**Task statement**
Transcribe exactly the line containing "When queried with the gradient sky" and the remaining lines of the listing below, through the very last.

━━━ The data ━━━

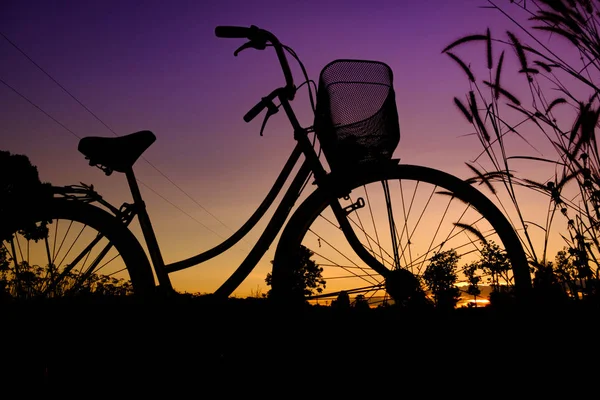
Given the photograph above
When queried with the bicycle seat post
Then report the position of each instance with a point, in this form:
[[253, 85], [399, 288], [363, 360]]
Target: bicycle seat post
[[149, 235]]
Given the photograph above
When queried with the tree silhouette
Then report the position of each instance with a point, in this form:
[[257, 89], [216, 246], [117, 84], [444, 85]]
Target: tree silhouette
[[342, 302], [303, 277], [470, 271], [494, 262], [440, 277], [21, 191], [361, 302]]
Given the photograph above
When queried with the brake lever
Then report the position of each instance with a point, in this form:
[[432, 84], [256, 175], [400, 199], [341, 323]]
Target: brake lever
[[272, 109], [255, 44]]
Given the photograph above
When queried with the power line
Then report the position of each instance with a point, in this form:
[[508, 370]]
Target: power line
[[77, 136], [39, 108], [107, 127]]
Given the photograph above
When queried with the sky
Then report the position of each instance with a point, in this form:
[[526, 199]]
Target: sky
[[157, 65]]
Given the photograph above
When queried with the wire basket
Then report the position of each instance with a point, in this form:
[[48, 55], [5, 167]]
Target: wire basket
[[356, 118]]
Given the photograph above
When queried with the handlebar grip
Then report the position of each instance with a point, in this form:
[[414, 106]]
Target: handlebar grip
[[233, 31], [254, 111]]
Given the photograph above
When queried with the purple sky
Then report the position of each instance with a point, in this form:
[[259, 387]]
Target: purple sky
[[157, 65]]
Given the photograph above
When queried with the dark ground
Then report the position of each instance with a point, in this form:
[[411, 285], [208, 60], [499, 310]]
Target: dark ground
[[211, 347]]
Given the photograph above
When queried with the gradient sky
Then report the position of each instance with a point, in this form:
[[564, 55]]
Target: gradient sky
[[157, 65]]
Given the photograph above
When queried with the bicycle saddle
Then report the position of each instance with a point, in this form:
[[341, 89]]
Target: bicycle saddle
[[119, 153]]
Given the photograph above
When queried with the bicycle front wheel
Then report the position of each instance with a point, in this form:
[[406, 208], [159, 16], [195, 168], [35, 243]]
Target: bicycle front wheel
[[70, 248], [431, 238]]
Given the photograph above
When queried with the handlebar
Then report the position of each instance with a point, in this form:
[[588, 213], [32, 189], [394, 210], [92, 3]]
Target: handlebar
[[240, 32], [258, 39]]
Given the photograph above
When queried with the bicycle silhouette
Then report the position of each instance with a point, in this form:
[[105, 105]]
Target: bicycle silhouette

━━━

**The completed task**
When queried with the gradient sky
Then report the position of each instance with a point, in this form:
[[564, 55]]
Target: gradient sky
[[157, 65]]
Given the photograph above
When queried with the bicycle saddle
Then report the position of each instance with a point, in this form:
[[341, 89]]
Target: bicycle saddle
[[119, 153]]
Given the photograph above
When queried with the bicycle front wheel
Then report the position of each instance with a point, in this form:
[[406, 208], [159, 16], [195, 168], [35, 243]]
Target: bicycle front wheel
[[70, 248], [431, 238]]
Given the photograph above
When queried with the handlebar
Then report the position of each instance with a point, in this form:
[[588, 213], [32, 189], [394, 210], [92, 3]]
Target: handlebar
[[240, 32], [258, 39]]
Given the photograph above
When queried with the bicycle silhouette
Then report the position of each instance with a point, in this form:
[[105, 105]]
Target: bicycle silhouette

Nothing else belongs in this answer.